- _Set task_
Print the data exactly, leaving nothing out.

- _The data_
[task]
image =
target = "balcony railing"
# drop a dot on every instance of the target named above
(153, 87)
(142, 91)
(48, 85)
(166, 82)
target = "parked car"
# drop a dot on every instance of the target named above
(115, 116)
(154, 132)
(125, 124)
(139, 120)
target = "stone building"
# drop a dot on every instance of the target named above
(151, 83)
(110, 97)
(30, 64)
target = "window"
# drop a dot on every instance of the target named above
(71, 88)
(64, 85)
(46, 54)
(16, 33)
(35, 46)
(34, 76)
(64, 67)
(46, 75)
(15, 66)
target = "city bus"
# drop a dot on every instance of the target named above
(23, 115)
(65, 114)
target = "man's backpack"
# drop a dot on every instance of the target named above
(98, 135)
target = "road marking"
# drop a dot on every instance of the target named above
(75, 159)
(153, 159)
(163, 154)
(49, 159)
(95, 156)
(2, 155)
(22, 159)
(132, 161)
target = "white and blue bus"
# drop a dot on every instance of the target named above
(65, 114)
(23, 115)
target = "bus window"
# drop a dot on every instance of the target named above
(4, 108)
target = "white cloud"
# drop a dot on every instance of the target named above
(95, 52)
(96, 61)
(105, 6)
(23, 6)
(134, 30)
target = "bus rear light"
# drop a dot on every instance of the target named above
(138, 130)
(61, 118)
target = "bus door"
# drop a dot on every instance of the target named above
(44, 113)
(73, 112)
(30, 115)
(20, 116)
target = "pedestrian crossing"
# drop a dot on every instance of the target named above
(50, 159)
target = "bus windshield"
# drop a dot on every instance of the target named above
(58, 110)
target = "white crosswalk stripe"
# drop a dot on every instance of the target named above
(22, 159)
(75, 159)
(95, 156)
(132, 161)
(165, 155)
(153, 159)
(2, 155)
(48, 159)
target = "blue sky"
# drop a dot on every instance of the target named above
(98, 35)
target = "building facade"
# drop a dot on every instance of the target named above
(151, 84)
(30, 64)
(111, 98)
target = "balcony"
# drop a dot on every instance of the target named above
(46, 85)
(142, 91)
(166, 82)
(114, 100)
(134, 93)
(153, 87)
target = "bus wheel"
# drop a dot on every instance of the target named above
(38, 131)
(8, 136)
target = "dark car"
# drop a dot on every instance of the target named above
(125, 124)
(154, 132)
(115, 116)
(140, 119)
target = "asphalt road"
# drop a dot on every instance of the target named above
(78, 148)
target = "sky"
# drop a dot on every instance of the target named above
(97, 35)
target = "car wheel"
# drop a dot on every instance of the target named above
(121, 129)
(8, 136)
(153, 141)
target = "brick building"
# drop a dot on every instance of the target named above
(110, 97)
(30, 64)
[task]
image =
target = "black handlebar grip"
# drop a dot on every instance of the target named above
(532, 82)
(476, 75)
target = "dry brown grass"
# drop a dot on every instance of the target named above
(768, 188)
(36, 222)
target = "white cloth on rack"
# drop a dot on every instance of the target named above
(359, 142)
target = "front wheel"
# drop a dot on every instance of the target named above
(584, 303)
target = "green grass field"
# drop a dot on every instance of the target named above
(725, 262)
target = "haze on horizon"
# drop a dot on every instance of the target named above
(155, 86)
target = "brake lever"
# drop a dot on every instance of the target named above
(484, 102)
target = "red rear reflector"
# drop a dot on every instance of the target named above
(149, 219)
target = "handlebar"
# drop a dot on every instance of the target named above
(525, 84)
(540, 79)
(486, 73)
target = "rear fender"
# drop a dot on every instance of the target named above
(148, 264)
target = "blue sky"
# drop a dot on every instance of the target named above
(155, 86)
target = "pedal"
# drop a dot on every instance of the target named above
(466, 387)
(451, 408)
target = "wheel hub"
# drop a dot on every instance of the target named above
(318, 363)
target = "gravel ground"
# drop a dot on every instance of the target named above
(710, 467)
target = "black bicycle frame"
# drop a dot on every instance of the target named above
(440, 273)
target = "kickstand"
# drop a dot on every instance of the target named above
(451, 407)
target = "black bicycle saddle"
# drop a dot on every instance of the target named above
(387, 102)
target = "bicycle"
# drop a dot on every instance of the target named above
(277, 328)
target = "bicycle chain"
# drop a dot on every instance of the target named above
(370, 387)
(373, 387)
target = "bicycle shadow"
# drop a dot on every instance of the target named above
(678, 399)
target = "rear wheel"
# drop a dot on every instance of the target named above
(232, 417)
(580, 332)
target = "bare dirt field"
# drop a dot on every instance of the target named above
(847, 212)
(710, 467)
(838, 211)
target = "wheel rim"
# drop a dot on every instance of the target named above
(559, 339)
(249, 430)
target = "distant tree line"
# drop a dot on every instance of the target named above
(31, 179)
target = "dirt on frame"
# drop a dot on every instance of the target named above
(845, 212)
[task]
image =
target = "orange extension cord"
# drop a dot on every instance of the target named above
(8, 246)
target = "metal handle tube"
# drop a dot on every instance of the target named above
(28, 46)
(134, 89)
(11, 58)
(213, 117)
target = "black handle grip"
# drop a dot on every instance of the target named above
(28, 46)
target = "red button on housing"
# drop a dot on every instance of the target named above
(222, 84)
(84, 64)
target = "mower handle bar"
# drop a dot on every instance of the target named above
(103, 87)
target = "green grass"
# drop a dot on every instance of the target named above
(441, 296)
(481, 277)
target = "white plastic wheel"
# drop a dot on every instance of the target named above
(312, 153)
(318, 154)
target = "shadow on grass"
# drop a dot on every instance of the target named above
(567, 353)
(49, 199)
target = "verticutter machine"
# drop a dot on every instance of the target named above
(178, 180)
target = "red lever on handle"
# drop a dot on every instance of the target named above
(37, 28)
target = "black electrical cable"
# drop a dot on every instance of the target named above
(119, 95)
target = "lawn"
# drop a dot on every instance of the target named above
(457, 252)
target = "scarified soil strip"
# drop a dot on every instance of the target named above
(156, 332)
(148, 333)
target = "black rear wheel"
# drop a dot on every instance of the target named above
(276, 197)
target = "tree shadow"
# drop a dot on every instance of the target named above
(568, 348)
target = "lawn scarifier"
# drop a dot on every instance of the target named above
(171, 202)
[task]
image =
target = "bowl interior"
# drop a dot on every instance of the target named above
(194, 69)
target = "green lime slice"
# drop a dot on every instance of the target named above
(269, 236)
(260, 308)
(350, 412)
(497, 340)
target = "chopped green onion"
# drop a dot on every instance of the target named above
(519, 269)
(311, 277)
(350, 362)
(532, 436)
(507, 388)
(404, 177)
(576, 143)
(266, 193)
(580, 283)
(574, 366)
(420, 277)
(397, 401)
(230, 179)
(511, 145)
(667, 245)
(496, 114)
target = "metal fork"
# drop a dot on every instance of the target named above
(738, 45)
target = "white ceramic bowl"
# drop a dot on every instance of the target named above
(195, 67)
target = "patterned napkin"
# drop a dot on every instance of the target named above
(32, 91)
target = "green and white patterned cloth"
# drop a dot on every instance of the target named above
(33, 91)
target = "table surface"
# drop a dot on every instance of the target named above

- _Response_
[task]
image =
target = "balcony railing"
# drop a dot on every instance of the target named above
(153, 87)
(142, 91)
(48, 85)
(166, 82)
target = "parked car"
# drop a dot on every instance of the target named above
(115, 116)
(154, 132)
(125, 124)
(139, 120)
target = "stone building"
# drop a dot on every instance of the target named above
(151, 83)
(110, 97)
(30, 64)
target = "window"
# drop a dot on every instance of the target named above
(71, 88)
(64, 85)
(46, 54)
(16, 33)
(35, 46)
(34, 76)
(64, 67)
(46, 75)
(15, 66)
target = "city bus"
# drop a dot on every instance of the target named above
(23, 115)
(65, 114)
target = "man's backpack"
# drop a dot on every instance of the target named above
(98, 135)
target = "road marking"
# drop a dot on every instance of the target named above
(75, 159)
(153, 159)
(163, 154)
(49, 159)
(95, 156)
(2, 155)
(22, 159)
(132, 161)
target = "white and blue bus"
# drop a dot on every instance of the target named above
(65, 114)
(23, 115)
target = "bus window"
# drop a dot on every instance of the target named above
(4, 108)
target = "white cloud"
# drop a dot on every instance of the target named above
(95, 52)
(96, 61)
(105, 6)
(23, 6)
(134, 30)
target = "bus rear light"
# drop a dot on every instance of the target named above
(138, 130)
(61, 118)
target = "bus door"
# drop a dot on every instance of the target named above
(44, 113)
(73, 112)
(30, 115)
(20, 116)
target = "pedestrian crossing"
# drop a dot on every instance of the target named above
(50, 159)
target = "bus windshield"
# drop a dot on every instance of the target named above
(58, 110)
target = "white crosswalk stripe"
# drop a dot on every instance of the target named above
(22, 159)
(75, 159)
(95, 156)
(132, 161)
(165, 155)
(153, 159)
(2, 155)
(48, 159)
target = "blue sky"
# drop a dot on every instance of the target named above
(98, 35)
target = "building facade"
# drop a dot on every instance of the target named above
(151, 84)
(30, 64)
(111, 98)
target = "balcony"
# drop a dot on every instance of the target named above
(46, 85)
(142, 91)
(166, 82)
(114, 100)
(134, 93)
(153, 87)
target = "bus wheel"
# drop a dot on every instance of the target named above
(38, 131)
(8, 136)
target = "dark car"
# drop a dot on every instance of the target named above
(125, 124)
(154, 132)
(115, 116)
(140, 119)
target = "asphalt road"
# drop a dot on every instance of the target named above
(78, 148)
target = "sky"
# drop a dot on every instance of the target named above
(97, 35)
target = "car wheel"
# drop a dot on every instance of the target named above
(121, 129)
(8, 136)
(153, 141)
target = "brick building"
# drop a dot on every instance of the target named above
(110, 97)
(30, 64)
[task]
image =
target = "black handlebar grip"
# drop a dot on every instance of the target named above
(532, 82)
(476, 75)
target = "dry brown grass"
# drop a dot on every instance of the target named above
(768, 188)
(36, 222)
target = "white cloth on rack"
# drop a dot on every instance of the target named above
(359, 142)
target = "front wheel"
# drop a dot on every instance of the target named above
(584, 303)
target = "green grass field"
# drop a dot on every instance of the target named above
(725, 262)
target = "haze on horizon"
# drop a dot on every instance of the target named above
(155, 86)
target = "brake lever"
# drop a dot on every instance of the target named above
(484, 102)
target = "red rear reflector"
# drop a dot on every instance of the target named above
(149, 219)
target = "handlebar"
# drop a dot on every instance of the target named above
(525, 84)
(540, 79)
(486, 73)
target = "rear fender"
# drop a dot on every instance of the target named above
(148, 264)
target = "blue sky"
# drop a dot on every instance of the target named above
(155, 86)
target = "pedal"
# drop a dot on every instance of the target named above
(466, 387)
(451, 408)
target = "wheel hub"
# drop a dot on every instance of the target named above
(318, 363)
target = "gravel ground"
# drop a dot on every instance of the target named above
(710, 467)
target = "black bicycle frame"
# drop a dot on every instance of the target named above
(440, 273)
target = "kickstand"
# drop a dot on every instance of the target named above
(451, 407)
target = "black bicycle saddle"
# drop a dot on every instance of the target named above
(387, 102)
target = "bicycle"
# drop a dot on every instance of the target named above
(277, 328)
target = "bicycle chain"
# drop a dot on every instance of the target named above
(370, 387)
(373, 387)
target = "bicycle shadow"
# drop a dot on every instance of the target named above
(678, 399)
target = "rear wheel"
# drop a dot on every instance of the target named above
(232, 417)
(580, 332)
target = "bare dirt field"
# drop a dot on every instance of the target named above
(847, 212)
(710, 467)
(838, 211)
target = "wheel rim"
# drop a dot on every instance of the target named above
(559, 339)
(249, 430)
target = "distant tree line"
# drop a dot on every instance of the target named above
(31, 179)
target = "dirt on frame"
# drop a dot on every instance of the target named above
(845, 212)
[task]
image =
target = "orange extension cord"
# drop a dot on every instance of the target named above
(8, 246)
target = "metal handle tube"
# drop a dot on every instance of the target named above
(28, 46)
(134, 89)
(11, 58)
(213, 117)
target = "black handle grip"
# drop a dot on every instance of the target named above
(28, 46)
target = "red button on housing"
# drop a dot on every instance of the target named above
(222, 84)
(84, 64)
target = "mower handle bar"
# drop a dot on every instance of the target named above
(103, 87)
target = "green grass"
# drop a dot on every instance of the target named above
(441, 296)
(481, 277)
target = "white plastic wheel"
# drop a dot on every instance of the target named above
(312, 153)
(318, 154)
target = "shadow on grass"
# drop a dot on every instance of the target named above
(567, 353)
(49, 199)
target = "verticutter machine"
# drop a dot on every instance of the target named above
(178, 180)
target = "red lever on handle"
# drop a dot on every instance of the target named above
(37, 28)
target = "black electrical cable"
# drop a dot on every instance of the target named above
(119, 95)
target = "lawn"
# drop a dot on every instance of the target named above
(457, 252)
target = "scarified soil strip"
# drop a dot on every instance of the target named above
(156, 332)
(148, 333)
target = "black rear wheel"
# drop a dot on every instance of the target named above
(276, 197)
target = "tree shadow"
# drop a dot on every instance of the target named above
(568, 348)
target = "lawn scarifier"
# drop a dot on every instance of the target named above
(171, 202)
[task]
image =
target = "bowl interior"
# drop a dot on every instance of the target named above
(194, 69)
target = "green lime slice"
# drop a dot on every instance of the target named above
(269, 236)
(260, 308)
(350, 412)
(497, 340)
target = "chopped green onion"
# drop a dot on every instance of the target named above
(519, 269)
(311, 277)
(350, 362)
(532, 436)
(507, 388)
(404, 177)
(576, 143)
(266, 193)
(580, 283)
(574, 366)
(420, 277)
(397, 401)
(230, 179)
(511, 145)
(667, 245)
(496, 114)
target = "metal fork"
# drop a dot on every instance of the target named above
(738, 45)
target = "white ceramic bowl"
# drop a dot on every instance of the target named above
(195, 67)
target = "patterned napkin"
# drop a dot on every instance of the target named above
(32, 91)
target = "green and white patterned cloth"
# drop a dot on every instance of the target named above
(33, 91)
target = "table surface"
# drop a dot on every instance of the target named above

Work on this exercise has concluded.